ENTRIES SHOWN.
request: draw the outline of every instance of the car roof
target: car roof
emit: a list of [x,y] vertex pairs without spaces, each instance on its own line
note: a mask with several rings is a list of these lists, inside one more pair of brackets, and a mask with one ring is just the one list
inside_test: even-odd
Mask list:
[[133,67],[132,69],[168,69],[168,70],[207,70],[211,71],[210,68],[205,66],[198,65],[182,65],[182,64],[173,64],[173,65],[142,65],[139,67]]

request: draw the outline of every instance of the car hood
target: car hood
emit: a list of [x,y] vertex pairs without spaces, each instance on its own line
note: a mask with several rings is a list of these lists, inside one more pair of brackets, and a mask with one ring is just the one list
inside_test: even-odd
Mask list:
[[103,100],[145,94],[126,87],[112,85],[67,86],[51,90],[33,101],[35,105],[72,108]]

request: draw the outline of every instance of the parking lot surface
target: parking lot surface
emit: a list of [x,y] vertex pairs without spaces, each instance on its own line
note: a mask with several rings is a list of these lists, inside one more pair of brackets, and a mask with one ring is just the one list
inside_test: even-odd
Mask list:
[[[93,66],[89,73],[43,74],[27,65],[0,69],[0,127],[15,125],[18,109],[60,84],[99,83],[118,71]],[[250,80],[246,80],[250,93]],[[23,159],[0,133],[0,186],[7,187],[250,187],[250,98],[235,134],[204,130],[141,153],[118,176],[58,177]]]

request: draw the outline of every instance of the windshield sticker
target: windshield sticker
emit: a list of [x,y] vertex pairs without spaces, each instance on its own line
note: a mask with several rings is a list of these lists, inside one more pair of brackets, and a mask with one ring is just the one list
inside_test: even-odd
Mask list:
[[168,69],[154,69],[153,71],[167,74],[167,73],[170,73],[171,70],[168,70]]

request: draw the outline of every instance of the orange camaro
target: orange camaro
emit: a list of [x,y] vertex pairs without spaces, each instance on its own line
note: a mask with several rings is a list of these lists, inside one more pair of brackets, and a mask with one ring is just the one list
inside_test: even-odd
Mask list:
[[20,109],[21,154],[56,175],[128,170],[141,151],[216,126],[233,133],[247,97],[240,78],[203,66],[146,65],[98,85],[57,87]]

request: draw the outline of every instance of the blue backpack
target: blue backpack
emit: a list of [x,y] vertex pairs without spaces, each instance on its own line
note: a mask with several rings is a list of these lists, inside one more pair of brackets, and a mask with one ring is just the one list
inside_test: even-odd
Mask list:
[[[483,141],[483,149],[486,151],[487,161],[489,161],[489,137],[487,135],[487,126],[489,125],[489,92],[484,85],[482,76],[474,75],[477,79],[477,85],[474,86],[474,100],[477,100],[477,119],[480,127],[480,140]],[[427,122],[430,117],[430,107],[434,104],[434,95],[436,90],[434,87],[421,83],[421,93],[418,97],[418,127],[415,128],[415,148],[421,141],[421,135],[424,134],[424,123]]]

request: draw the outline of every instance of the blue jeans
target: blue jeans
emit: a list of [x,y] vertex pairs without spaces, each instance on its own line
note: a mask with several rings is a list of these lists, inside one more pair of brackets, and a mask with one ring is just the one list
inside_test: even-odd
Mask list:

SET EXERCISE. Quote, word for word, every line starting at the one that contains "request: draw the outline of every instance of the blue jeans" and ending with the final line of the entries.

TASK RESPONSE.
request: draw the outline of every instance of the blue jeans
target: blue jeans
emit: a list of [x,y] vertex pairs without spaces, each instance on its own line
note: a mask with several rings is a list of these lists, inside one more pair of brackets, and a mask with one ring is just the one list
inside_test: even-odd
Mask list:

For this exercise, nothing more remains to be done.